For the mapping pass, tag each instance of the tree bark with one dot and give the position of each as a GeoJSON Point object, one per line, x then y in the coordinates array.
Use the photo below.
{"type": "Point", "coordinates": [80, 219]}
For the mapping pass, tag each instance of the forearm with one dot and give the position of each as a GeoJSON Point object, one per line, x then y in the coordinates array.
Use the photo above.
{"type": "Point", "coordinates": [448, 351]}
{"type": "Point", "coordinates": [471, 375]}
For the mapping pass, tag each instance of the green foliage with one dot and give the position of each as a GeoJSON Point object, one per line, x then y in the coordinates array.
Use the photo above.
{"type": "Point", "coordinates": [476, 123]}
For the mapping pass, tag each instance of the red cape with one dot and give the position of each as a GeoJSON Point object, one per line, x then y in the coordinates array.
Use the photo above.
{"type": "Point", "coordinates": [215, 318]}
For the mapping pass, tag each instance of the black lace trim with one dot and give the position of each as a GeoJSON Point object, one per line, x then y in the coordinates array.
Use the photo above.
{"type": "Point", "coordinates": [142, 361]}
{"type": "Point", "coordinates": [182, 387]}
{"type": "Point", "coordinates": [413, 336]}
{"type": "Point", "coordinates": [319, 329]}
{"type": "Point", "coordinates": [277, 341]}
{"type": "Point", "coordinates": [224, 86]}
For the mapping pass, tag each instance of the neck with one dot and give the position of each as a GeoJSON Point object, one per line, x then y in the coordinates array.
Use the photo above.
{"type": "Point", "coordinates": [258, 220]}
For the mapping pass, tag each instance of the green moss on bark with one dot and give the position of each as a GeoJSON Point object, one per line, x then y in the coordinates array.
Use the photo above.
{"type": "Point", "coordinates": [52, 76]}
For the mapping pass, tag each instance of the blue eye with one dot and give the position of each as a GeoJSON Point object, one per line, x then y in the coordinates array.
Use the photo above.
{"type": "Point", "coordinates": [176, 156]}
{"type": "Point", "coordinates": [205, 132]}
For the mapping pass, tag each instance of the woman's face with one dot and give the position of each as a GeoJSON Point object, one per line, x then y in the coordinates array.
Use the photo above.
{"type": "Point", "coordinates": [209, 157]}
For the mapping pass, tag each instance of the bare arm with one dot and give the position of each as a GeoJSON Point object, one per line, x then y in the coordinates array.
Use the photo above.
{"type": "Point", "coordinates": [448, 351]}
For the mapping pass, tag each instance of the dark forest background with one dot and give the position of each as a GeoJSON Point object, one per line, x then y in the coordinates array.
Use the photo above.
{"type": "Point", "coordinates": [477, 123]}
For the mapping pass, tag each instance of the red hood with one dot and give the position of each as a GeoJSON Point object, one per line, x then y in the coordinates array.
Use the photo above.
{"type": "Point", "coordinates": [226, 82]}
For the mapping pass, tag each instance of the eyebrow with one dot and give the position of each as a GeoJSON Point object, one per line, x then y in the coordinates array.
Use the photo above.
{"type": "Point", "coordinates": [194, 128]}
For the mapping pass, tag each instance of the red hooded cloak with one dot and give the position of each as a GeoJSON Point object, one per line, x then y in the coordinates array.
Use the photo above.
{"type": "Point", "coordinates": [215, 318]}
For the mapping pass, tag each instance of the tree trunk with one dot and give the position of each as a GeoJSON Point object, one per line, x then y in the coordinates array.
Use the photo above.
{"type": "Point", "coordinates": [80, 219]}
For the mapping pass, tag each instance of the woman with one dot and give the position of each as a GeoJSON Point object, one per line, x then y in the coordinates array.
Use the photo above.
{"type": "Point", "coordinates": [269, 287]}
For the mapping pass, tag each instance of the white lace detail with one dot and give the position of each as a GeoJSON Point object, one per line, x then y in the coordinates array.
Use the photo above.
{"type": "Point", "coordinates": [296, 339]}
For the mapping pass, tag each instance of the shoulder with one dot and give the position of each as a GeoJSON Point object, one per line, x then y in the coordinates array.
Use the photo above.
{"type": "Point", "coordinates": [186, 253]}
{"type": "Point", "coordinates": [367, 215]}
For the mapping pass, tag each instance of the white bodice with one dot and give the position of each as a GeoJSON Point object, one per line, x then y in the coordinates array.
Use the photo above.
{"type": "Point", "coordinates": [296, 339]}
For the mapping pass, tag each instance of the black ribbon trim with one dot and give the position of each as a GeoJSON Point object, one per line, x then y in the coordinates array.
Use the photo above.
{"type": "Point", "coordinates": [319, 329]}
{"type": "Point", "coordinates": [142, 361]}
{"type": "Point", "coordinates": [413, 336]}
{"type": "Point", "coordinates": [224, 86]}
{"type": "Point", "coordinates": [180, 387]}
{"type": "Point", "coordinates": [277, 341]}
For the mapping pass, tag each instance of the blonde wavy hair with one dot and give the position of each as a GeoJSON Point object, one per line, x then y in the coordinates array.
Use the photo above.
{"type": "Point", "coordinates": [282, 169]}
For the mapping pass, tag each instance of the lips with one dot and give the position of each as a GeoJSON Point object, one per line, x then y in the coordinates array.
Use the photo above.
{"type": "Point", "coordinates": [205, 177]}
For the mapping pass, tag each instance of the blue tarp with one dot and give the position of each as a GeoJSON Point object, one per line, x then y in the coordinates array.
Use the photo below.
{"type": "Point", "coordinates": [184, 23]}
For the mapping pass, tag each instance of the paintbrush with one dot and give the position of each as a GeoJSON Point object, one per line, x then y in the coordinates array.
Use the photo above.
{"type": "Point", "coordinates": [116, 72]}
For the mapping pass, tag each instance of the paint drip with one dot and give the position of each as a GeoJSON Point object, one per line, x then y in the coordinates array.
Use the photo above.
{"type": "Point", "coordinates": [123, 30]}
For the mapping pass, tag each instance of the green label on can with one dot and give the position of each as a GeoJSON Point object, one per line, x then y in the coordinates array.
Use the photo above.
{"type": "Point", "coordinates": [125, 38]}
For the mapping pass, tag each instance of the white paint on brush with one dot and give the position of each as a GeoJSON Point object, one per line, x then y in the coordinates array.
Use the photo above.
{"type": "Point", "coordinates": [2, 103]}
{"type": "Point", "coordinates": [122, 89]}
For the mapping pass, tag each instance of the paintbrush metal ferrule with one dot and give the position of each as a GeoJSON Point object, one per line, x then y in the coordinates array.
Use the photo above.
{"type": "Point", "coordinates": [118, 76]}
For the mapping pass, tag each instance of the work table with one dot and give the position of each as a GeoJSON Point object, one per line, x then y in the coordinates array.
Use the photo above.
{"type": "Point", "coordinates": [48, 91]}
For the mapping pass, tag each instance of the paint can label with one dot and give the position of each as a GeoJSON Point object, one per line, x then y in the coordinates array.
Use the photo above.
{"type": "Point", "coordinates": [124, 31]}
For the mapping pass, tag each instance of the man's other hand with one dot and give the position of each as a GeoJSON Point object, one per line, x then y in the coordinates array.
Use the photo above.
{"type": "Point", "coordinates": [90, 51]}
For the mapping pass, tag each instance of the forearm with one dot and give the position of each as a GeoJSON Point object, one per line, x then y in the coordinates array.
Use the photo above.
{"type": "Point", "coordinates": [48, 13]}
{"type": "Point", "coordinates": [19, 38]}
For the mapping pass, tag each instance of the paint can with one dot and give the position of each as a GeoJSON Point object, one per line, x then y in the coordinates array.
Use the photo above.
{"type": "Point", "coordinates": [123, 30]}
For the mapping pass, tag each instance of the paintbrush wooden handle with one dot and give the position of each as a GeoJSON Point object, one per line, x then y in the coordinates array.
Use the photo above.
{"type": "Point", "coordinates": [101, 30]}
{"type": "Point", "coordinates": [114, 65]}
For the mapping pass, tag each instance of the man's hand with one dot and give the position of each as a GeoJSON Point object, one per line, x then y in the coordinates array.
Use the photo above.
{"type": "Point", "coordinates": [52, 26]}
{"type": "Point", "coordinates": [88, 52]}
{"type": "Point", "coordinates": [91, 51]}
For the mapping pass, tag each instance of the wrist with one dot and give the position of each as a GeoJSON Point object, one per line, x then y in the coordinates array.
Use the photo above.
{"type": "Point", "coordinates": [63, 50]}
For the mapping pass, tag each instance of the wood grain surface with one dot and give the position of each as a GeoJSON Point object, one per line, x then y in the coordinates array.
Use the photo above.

## EXERCISE AIM
Scan the data for the word "trim" and copy every line where it shows up.

## FINISHED EXERCISE
For the mapping pass, tag each instance of the black lace trim with one dot and give the position of each as a GeoJSON Point object, one per line, x then y in the coordinates array.
For the mapping pass, tag each instance of the black ribbon trim with one dot and give the position of each as a GeoJSON Point object, one per line, x then y in the coordinates array.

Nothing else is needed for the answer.